Excerpt to read ->
* * * * *
Generating target TS1.bam
> compress input to TS1.bam

Generating target TS1.bam.bai
> index TS1.bam to TS1.bam.bai

Generating target TS2.bam.bai
> compress input to TS2.bam
> index TS2.bam to TS2.bam.bai


As you can see from the output, when the first workflow is executed with target `TS1.bam`, step `compress` is executed to produce it. Then the second workflow is executed with target `TS1.bam.bai`, step `index` is executed with `TS1.bam` generated from the first run. In the last run, both steps `compress` and `index` are executed to generate `TS2.bam`, and then `TS1.bam.bai`.

In [2]:
# clean up
!rm -f *.bam *.bam.bai

## Executing workflows with auxiliary steps

You can execute forward-style workflows by specifying workflow name (can be `default`) from command line. The workflow can trigger auxiliary steps for the generation of unavailable targets. The workflows are executed and you generally have the mind-setting of "how to process certain input file".

You can execute a makefile-style workflow by specifying one or more targets using option `-t` (target). SoS would collect all auxiliary steps in the script and create DAGs to generate these targets. Forward-style workflows defined in the script, if defined, would be ignored.

You can specify both a forward-style workflow and a `-t` option. In this case a DAG would be created with both the forward-style workflow, and steps to produce the specified targets. The DAG would then be trimmed to a sub-DAG that produce the specified targets before it is executed. Note that in this case the target can be any output produced by the forward-style workflow, and does not have to be generated by an auxiliary step.
* * * * *
Source material ->
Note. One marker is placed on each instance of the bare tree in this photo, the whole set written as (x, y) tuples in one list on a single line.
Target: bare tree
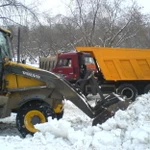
* * * * *
Aim of the exercise ->
Please resume the excerpt on running SoS workflows, continuing right after its last sentence about which targets the trimmed DAG can produce.

Response to the exercise ->
In [8]:
!rm -rf *.txt *.ttt *.txt.gz 
%run default -t step.ttt.gz -f

[compress: provides='{name}.gz']
input: "${name}"
print("Running step ${step_name} to generate ${output} from ${input}")
run:
    touch ${output}

[txt: provides='{name}.txt']
print("Running step ${step_name} to generate ${output} from ${input}")
run:
    touch ${output}

[ttt: provides='{name}.ttt']
print("Running step ${step_name} to generate ${output} from ${input}")
run:
    touch ${output}

[10]
print("Running step ${step_name} to generate ${output} from ${input}")

[20]
depends: "step20.txt"
print("Running step ${step_name} to generate ${output} from ${input}")

[30]
output: "step30.txt"
print("Running step ${step_name} to generate ${output} from ${input}")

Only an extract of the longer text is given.